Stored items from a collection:
-------------------------

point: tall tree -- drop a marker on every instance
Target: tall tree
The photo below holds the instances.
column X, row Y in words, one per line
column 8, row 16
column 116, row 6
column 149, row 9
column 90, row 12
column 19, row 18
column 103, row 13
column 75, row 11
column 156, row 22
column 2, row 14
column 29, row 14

-------------------------

Wherever "tall" occurs in the entries above, copy the line it sits on.

Response to this task:
point: tall tree -- drop a marker on every instance
Target: tall tree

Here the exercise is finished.